EXCERPTED RECORDS:
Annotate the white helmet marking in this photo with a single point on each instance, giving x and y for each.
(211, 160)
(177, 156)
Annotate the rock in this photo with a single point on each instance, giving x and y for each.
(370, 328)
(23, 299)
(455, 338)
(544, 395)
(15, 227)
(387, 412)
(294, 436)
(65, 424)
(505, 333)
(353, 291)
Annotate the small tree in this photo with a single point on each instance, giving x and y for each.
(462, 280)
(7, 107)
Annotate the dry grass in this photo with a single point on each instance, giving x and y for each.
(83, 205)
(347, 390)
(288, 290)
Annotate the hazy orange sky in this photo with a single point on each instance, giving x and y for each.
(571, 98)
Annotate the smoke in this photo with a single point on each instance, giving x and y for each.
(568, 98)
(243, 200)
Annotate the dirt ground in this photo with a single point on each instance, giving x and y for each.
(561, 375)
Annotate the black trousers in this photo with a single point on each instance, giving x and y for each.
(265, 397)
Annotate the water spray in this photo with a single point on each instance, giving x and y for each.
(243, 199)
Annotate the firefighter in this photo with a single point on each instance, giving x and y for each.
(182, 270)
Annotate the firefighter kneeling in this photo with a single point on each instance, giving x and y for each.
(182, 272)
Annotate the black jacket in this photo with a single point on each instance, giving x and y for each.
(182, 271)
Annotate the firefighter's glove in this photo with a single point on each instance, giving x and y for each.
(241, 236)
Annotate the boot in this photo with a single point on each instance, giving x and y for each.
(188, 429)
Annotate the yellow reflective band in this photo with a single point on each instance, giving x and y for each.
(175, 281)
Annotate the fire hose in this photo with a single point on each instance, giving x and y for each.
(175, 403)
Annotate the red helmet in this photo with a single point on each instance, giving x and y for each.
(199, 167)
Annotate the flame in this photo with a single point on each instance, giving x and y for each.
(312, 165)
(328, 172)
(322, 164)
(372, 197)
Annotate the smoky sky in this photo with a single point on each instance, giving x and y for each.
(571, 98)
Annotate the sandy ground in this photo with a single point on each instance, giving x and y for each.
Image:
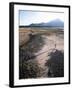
(51, 43)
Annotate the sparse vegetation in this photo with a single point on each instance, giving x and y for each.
(29, 69)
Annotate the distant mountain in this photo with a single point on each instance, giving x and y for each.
(53, 23)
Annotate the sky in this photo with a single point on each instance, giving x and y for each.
(29, 17)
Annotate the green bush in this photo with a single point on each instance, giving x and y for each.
(29, 69)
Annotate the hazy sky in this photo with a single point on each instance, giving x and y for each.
(28, 17)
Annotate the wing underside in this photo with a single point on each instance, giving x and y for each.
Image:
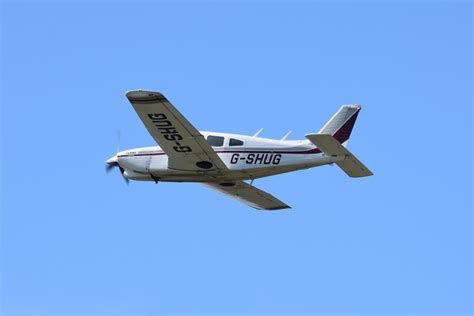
(184, 145)
(249, 195)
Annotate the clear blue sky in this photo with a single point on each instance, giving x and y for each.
(76, 241)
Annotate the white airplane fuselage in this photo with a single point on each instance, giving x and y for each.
(246, 157)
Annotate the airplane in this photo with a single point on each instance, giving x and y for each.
(225, 161)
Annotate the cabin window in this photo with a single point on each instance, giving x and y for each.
(235, 142)
(215, 141)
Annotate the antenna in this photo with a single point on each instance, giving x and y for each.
(286, 136)
(258, 132)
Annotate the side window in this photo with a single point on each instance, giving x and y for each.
(235, 142)
(215, 141)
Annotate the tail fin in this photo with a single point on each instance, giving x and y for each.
(341, 123)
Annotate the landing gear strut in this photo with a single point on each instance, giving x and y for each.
(156, 179)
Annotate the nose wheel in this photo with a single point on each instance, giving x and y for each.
(155, 178)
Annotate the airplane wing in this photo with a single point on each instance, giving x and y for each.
(249, 195)
(185, 147)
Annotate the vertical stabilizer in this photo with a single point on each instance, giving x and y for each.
(341, 123)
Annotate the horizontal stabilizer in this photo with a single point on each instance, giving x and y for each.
(331, 147)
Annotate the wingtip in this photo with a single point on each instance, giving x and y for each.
(141, 93)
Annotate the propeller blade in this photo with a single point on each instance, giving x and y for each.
(109, 167)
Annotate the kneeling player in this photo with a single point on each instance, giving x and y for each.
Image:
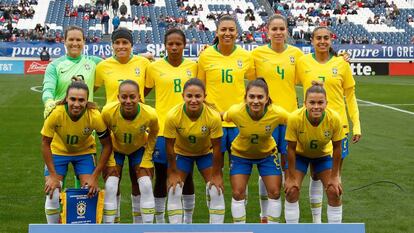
(67, 139)
(314, 132)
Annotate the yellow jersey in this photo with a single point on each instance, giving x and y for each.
(337, 77)
(314, 141)
(224, 76)
(72, 137)
(169, 83)
(130, 135)
(111, 73)
(279, 72)
(255, 140)
(193, 138)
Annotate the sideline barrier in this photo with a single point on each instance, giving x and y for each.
(206, 228)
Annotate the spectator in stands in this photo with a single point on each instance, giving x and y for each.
(44, 54)
(123, 9)
(249, 10)
(115, 22)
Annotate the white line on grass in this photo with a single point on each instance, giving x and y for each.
(385, 106)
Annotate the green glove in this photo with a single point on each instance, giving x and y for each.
(49, 106)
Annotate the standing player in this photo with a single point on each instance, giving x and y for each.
(193, 135)
(110, 73)
(167, 76)
(122, 66)
(335, 72)
(314, 133)
(67, 139)
(60, 72)
(276, 63)
(223, 68)
(256, 119)
(134, 129)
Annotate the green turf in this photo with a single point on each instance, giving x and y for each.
(383, 154)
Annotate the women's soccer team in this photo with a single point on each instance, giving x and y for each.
(202, 110)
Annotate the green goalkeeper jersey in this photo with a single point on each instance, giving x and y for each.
(60, 72)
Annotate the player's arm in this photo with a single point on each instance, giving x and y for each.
(53, 181)
(49, 83)
(149, 149)
(353, 113)
(291, 182)
(218, 163)
(334, 181)
(173, 176)
(105, 140)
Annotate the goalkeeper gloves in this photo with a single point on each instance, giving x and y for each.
(49, 106)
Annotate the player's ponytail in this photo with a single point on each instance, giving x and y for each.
(317, 87)
(132, 83)
(78, 83)
(331, 50)
(222, 19)
(261, 83)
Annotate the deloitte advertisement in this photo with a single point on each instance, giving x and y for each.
(32, 50)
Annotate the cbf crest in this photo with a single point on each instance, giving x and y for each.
(240, 64)
(81, 208)
(204, 129)
(86, 131)
(188, 73)
(334, 71)
(292, 60)
(268, 129)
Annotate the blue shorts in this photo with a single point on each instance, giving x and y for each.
(229, 134)
(345, 147)
(268, 166)
(160, 154)
(186, 163)
(134, 158)
(82, 164)
(279, 135)
(319, 164)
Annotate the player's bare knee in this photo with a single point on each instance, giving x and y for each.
(239, 194)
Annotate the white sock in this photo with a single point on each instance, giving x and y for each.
(175, 205)
(52, 207)
(316, 196)
(110, 208)
(208, 195)
(136, 209)
(274, 210)
(335, 214)
(147, 199)
(238, 211)
(160, 209)
(292, 212)
(118, 211)
(188, 205)
(263, 198)
(246, 199)
(217, 207)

WORK REQUIRED:
Rewrite the material above as a numbered list, starting with the line that contains "Annotate the deloitte" and going on through the last line, with blank lines left out.

WRITTEN REPLY:
1. Annotate the deloitte advertisement in this photo with a single point on each instance, giving x and y for each.
2. (32, 50)
3. Annotate the cbf crest in this photo with a single point on each instance, giving x and y for each.
4. (240, 64)
5. (81, 208)
6. (204, 129)
7. (86, 131)
8. (188, 73)
9. (334, 71)
10. (292, 60)
11. (268, 129)
12. Annotate the blue shorts in this photo with a single point on each instance, giving x and y for each.
13. (229, 134)
14. (345, 147)
15. (268, 166)
16. (160, 154)
17. (186, 163)
18. (134, 158)
19. (82, 164)
20. (279, 135)
21. (319, 164)
22. Annotate the player's bare knee in this photo with a single point on each instance, giving x and y for each.
23. (239, 194)
24. Annotate the white sock in this photo with a single point on each instance, giving x and y for each.
25. (175, 205)
26. (52, 207)
27. (316, 196)
28. (110, 208)
29. (208, 195)
30. (136, 209)
31. (274, 210)
32. (335, 214)
33. (147, 199)
34. (238, 211)
35. (160, 209)
36. (292, 212)
37. (118, 211)
38. (188, 205)
39. (263, 198)
40. (246, 199)
41. (217, 207)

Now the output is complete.